__Task inputs__:

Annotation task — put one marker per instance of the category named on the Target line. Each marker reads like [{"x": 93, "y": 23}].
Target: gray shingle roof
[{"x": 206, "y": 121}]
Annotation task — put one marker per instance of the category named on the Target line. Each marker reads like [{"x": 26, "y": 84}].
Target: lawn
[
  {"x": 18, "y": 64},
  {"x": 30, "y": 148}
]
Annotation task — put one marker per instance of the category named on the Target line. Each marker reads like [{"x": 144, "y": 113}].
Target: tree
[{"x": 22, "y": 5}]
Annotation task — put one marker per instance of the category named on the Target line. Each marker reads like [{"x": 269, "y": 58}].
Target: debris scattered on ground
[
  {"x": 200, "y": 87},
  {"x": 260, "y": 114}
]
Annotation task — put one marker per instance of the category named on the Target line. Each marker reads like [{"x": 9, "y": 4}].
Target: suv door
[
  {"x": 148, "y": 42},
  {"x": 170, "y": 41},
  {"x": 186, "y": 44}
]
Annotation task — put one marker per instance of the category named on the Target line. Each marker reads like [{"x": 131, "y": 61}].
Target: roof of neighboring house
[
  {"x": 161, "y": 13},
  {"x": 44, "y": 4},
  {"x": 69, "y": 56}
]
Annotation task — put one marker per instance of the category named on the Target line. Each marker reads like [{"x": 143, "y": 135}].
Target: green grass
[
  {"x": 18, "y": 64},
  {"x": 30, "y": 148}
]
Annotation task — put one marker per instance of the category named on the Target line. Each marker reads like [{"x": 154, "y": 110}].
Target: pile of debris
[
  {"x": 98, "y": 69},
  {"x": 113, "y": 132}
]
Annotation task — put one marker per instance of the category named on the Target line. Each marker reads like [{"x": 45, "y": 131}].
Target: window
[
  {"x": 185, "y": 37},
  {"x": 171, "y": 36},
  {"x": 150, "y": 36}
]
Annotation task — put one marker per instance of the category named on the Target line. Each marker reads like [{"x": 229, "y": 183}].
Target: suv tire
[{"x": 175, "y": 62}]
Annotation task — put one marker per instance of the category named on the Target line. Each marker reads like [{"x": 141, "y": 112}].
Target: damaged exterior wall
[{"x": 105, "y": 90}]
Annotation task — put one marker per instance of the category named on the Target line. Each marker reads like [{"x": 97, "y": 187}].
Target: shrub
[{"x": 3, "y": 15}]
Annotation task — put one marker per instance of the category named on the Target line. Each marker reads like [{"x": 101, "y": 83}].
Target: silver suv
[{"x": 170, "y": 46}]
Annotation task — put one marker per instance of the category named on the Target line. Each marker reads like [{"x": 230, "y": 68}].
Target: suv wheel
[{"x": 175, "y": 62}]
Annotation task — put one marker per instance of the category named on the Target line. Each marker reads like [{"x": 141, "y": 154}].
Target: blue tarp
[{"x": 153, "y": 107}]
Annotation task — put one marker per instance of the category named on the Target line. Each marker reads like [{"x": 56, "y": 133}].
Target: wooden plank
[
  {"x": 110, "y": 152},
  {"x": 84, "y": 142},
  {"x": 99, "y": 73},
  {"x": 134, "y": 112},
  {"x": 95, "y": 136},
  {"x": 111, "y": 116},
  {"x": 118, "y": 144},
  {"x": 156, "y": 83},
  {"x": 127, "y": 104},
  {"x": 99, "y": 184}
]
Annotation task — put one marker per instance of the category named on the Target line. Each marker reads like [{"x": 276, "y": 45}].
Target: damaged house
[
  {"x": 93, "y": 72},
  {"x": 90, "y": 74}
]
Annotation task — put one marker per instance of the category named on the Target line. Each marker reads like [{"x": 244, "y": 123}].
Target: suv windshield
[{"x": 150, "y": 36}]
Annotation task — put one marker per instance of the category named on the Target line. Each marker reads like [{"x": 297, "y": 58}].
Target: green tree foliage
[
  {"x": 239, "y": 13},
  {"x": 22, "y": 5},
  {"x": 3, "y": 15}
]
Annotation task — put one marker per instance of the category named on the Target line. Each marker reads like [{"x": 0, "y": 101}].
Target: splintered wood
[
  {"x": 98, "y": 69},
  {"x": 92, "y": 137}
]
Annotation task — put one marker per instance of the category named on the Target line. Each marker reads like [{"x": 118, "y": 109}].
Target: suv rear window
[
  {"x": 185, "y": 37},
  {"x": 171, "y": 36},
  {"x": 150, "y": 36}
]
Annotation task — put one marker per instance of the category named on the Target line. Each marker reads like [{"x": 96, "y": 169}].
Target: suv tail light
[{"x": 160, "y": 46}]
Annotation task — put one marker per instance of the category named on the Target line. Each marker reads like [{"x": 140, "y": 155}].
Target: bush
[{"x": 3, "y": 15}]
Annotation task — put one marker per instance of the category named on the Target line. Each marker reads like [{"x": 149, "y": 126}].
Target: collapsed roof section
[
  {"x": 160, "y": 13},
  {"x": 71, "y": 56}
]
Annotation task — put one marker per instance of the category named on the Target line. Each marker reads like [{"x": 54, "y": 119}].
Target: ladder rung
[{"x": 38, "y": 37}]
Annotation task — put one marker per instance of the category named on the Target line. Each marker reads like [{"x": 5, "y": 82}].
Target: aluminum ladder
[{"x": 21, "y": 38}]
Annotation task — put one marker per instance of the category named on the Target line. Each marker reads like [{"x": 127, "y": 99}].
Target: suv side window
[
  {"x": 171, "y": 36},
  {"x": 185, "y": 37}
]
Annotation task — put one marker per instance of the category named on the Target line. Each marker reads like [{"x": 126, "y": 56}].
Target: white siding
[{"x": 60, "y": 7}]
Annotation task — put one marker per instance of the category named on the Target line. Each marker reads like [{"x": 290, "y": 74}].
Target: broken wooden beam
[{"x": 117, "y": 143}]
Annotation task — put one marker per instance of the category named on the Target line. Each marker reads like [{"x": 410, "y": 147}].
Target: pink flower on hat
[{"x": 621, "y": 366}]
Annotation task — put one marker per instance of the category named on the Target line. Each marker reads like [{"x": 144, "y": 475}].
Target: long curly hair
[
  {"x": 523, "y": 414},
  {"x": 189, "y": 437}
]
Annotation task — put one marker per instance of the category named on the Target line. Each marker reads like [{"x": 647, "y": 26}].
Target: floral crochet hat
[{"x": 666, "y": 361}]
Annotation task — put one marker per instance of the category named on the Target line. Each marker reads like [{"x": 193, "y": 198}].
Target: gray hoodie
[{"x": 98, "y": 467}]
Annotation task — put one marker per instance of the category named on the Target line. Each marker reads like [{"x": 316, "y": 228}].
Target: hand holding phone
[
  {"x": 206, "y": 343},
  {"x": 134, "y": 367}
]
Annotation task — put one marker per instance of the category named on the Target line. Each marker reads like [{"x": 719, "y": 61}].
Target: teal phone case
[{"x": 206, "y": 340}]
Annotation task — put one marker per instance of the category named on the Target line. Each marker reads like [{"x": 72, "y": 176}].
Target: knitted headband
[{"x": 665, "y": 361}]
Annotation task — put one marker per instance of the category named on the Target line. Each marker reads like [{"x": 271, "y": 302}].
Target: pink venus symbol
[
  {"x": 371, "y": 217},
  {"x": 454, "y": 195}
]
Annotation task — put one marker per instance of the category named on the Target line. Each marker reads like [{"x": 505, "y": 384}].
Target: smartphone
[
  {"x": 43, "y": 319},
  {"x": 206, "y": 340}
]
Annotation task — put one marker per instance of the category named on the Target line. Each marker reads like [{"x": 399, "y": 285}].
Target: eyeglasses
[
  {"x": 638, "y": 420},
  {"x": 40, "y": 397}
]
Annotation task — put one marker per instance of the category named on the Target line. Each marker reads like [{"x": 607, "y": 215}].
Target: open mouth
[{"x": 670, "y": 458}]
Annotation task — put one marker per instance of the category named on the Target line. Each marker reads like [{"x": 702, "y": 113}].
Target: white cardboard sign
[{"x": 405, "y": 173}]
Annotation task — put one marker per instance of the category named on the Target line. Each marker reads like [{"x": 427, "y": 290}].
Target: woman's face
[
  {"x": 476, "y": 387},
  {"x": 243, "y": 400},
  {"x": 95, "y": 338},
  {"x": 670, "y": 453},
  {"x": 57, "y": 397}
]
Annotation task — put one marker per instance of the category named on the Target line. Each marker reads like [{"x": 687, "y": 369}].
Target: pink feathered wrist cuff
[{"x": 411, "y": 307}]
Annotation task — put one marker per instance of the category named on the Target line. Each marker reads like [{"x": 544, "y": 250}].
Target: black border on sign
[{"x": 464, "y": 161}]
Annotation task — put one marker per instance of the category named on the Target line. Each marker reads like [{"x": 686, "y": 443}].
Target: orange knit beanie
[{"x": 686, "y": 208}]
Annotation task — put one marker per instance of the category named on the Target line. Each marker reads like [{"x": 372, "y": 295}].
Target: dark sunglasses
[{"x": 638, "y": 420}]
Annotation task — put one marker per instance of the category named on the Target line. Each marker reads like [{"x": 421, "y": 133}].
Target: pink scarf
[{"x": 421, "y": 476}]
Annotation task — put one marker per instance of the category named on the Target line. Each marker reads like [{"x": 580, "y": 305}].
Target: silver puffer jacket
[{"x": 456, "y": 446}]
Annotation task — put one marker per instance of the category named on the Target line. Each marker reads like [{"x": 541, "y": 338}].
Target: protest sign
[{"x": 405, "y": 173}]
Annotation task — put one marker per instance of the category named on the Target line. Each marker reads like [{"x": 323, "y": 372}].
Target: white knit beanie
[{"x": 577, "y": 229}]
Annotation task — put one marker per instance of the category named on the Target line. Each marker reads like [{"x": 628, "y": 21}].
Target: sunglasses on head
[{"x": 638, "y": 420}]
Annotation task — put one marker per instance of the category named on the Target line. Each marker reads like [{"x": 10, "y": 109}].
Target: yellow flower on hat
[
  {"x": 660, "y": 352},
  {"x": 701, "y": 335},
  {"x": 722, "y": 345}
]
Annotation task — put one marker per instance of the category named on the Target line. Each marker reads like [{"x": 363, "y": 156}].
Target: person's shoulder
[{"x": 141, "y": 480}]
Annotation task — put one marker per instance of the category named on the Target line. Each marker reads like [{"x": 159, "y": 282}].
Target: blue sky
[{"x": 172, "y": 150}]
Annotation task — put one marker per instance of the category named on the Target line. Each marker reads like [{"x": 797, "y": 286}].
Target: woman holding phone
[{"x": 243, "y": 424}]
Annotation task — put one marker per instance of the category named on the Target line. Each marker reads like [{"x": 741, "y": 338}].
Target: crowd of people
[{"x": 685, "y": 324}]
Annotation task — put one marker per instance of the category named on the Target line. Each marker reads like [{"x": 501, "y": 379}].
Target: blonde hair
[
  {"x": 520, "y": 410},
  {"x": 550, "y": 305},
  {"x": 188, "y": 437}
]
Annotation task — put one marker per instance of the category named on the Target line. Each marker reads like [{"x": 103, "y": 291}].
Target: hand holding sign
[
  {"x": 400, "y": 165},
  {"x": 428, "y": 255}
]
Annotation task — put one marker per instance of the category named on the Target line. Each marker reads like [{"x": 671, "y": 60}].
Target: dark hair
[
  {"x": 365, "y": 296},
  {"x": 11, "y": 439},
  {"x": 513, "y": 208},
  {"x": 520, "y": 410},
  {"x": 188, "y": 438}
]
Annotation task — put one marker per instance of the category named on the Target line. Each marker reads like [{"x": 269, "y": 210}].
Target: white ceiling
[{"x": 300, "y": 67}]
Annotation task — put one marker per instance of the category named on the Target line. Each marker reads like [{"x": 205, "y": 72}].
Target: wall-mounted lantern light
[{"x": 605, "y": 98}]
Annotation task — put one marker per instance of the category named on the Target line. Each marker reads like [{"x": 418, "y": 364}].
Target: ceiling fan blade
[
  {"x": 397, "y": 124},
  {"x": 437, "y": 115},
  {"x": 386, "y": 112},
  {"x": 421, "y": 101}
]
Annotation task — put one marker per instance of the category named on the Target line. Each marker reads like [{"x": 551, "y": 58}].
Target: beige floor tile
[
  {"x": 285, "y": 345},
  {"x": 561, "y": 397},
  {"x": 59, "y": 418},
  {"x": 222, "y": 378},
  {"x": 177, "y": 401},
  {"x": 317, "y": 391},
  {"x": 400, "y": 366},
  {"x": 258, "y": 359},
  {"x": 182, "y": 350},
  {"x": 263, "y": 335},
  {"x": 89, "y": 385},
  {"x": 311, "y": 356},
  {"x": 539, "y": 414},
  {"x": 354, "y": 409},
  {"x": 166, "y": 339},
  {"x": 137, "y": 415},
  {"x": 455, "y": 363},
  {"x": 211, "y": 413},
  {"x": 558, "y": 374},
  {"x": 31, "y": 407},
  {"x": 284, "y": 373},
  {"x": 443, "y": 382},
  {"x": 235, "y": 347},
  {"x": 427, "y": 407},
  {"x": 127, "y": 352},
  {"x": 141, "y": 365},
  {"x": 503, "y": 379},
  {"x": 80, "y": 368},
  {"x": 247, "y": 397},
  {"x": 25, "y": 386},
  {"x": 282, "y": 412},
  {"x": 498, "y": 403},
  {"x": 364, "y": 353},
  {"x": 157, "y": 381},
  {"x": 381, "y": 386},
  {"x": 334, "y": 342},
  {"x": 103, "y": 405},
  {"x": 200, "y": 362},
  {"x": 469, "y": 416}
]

__Requirement__: Pull every line from the material that contains the string "sign". Matching is case-sensitive.

__Output for this exercise__:
Target: white cardboard sign
Target: black border on sign
Target: protest sign
Target: hand holding sign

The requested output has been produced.